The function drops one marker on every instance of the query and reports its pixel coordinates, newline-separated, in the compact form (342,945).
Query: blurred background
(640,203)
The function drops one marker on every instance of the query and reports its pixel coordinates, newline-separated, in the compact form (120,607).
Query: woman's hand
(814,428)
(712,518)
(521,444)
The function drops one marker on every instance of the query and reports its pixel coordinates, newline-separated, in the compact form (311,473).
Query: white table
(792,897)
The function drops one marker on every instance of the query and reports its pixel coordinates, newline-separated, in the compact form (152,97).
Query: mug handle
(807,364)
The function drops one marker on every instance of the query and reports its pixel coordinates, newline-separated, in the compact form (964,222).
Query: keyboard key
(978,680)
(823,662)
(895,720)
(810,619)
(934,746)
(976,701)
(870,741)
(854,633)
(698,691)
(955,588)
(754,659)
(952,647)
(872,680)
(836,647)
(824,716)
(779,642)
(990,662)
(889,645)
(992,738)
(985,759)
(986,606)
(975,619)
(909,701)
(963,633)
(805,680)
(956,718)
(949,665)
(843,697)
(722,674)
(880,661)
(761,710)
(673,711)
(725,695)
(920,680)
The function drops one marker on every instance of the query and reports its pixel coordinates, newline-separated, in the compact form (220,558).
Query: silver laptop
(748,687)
^^^^
→ Work to be completed: Return the entire listing above verbatim, reproducing every line without any change.

→ Solution to this exercise:
The function drops one marker on every instance of the query and reports its pixel coordinates, newline-separated, in the compact form (342,945).
Query: blurred background
(640,203)
The function drops one marker on every instance of the query and reports its pixel coordinates, newline-separated, in the compact form (120,607).
Query: woman's hand
(814,428)
(712,518)
(521,444)
The function drops one marker on every instance of the query and reports its pixel coordinates, newline-separated, in the compact form (311,473).
Query: white table
(792,897)
The function drops one marker on every instance of the query and reports its pixel coordinates, newline-separated, in the compact form (152,97).
Query: mug handle
(807,364)
The function drops one marker on every instance of the query and reports its pixel coordinates, newline-separated, in the compact form (964,222).
Query: keyboard key
(978,680)
(823,662)
(895,720)
(810,619)
(934,746)
(976,701)
(870,741)
(854,633)
(698,691)
(955,588)
(754,659)
(952,647)
(872,680)
(836,647)
(824,716)
(779,642)
(990,662)
(889,645)
(992,738)
(985,759)
(986,606)
(975,619)
(909,701)
(963,633)
(805,680)
(956,718)
(949,665)
(843,697)
(722,674)
(880,661)
(761,710)
(673,711)
(725,695)
(920,680)
The function drops one marker on every instance of the query and reports its pixel coordinates, newline-separated, in the compact form (220,558).
Query: silver laptop
(748,687)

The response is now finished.